[I-P2-6-07] フォンタン術後遠隔期に発症した血栓閉塞性病変に対するAgilis NxT Steerable Sheathの有用性
Keywords:Fontan, 静脈血栓, Agilis
【はじめに】Agilis NxT Steerable Sheathは先端部が柔軟な可変式シースで、8.5 Fr (2.8mm) の広い内径を持つ。不整脈治療において、カテーテルの操作性と心筋との接触力を改善する目的で使用される。今回通常のカテーテルでは治療困難であった血栓閉塞部位に対してAgilisが有用であった2例を経験したので報告する。【症例 1】22歳女性。Ebstein病に対して4歳時にフォンタン手術を施行。術後5か月で蛋白漏出性胃腸症発症。22歳時、左頸部・腋窩・前腕に疼痛、腫脹あり、外来を受診した。造影CTで無名静脈から左内頚静脈・鎖骨下静脈に血栓認め、緊急で経カテーテル的血栓溶解・吸引術を施行した。FOUNTAIN Infusion catheter、ウロキナーゼを用い血栓溶解術を施行したが効果なく、7Fr Eliminate+(内腔1.3mm)で血栓吸引を行うも困難であった。Agilis(内腔2.8mm)で血栓吸引が可能となり、内頚静脈・鎖骨下静脈の再開通が得られた。【症例2】14歳女性。房室中隔欠損、大動脈離断に対して5か月時にNorwood+Glenn術施行。術後に左肺動脈が閉塞し、カテーテルで再開通後にステント留置 ( Palmaz Genesis 6mm*18mm)。4歳時にフォンタン手術施行。12, 13歳時に左肺動脈狭窄に対してバルーン拡大術施行。14歳時に左肺動脈完全閉塞を確認。ステント内にマイクロカテーテルは進むが、バルーンの追従は困難であった。Agilisによりカテーテルの安定性が向上し、バルーン拡大術を施行することができた。4日後にステント(Omnilink 9mm*29mm)を留置し以降開存を維持している。【考察】Agilisは可変式で病変部位へのアプローチを容易にし、病変部位到達後もカテーテルの固定性・安定性が向上しインターベンションが可能となった。また内腔が8.5Frと広いため、血栓吸引用の7Fr(外径)では吸引困難であった血栓の吸引も可能となり有用であった。

▶ **課題一覧**:
- 1) 本文によると、症例1の患者がフォンタン手術を受けたのは何歳の時ですか。
- 2) 本文の考察では、7Fr(外径)では吸引が困難だった血栓をAgilisで吸引できた理由をどう説明していますか。

(テキストと領域の対応付けデータ)
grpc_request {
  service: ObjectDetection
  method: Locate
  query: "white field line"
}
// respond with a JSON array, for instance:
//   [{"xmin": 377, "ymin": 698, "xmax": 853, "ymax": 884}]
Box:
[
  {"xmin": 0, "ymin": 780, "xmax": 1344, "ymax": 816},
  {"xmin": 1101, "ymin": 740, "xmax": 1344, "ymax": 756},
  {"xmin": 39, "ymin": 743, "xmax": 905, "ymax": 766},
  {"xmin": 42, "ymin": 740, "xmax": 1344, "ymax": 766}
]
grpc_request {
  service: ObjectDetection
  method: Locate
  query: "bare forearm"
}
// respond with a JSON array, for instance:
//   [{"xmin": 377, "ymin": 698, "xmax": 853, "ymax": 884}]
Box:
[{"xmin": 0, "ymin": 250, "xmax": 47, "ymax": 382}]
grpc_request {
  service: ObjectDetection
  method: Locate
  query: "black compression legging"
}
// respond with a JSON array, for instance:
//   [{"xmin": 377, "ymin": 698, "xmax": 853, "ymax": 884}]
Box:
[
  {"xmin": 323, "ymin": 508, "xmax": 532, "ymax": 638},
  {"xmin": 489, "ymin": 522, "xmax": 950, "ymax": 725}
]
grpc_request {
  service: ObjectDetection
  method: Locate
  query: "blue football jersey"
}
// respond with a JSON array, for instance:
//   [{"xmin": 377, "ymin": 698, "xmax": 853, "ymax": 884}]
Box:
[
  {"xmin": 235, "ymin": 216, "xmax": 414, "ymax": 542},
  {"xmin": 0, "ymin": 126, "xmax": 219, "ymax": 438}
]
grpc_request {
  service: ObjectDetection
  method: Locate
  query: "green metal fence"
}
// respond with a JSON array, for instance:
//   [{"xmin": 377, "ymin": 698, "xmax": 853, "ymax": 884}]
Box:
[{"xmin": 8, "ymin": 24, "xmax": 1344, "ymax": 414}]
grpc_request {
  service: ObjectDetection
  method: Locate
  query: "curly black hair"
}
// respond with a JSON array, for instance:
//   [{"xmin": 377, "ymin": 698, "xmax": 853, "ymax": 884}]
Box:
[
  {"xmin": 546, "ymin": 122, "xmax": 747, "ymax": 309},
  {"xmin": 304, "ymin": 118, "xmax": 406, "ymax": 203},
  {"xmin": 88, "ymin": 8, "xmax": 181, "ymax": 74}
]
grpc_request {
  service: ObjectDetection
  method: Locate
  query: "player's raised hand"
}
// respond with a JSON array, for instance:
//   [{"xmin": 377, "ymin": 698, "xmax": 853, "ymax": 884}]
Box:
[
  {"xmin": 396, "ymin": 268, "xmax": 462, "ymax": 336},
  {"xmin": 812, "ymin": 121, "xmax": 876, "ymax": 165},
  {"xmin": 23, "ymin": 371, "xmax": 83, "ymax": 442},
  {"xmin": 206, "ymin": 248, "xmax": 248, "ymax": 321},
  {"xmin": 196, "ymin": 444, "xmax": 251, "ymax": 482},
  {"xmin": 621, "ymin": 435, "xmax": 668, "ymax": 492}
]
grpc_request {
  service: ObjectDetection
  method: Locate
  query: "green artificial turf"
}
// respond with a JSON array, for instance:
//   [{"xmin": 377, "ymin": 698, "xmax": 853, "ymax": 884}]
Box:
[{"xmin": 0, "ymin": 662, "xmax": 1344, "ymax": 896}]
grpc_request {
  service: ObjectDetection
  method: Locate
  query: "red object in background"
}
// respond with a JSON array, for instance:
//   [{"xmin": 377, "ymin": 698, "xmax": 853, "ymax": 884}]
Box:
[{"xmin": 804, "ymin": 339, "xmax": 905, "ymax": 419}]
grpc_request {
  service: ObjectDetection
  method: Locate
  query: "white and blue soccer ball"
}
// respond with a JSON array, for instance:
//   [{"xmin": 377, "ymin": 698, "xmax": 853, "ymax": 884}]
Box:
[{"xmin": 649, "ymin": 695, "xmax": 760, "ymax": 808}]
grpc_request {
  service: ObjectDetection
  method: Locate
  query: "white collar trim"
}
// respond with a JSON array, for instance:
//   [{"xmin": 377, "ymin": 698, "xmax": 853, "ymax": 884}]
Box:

▶ **各課題の解答**:
- 1) 4歳の時です。

- 2) Agilisは内腔が8.5Frと広いためです。そのため、7Frでは吸引が困難だった血栓も吸引できるようになったと説明されています。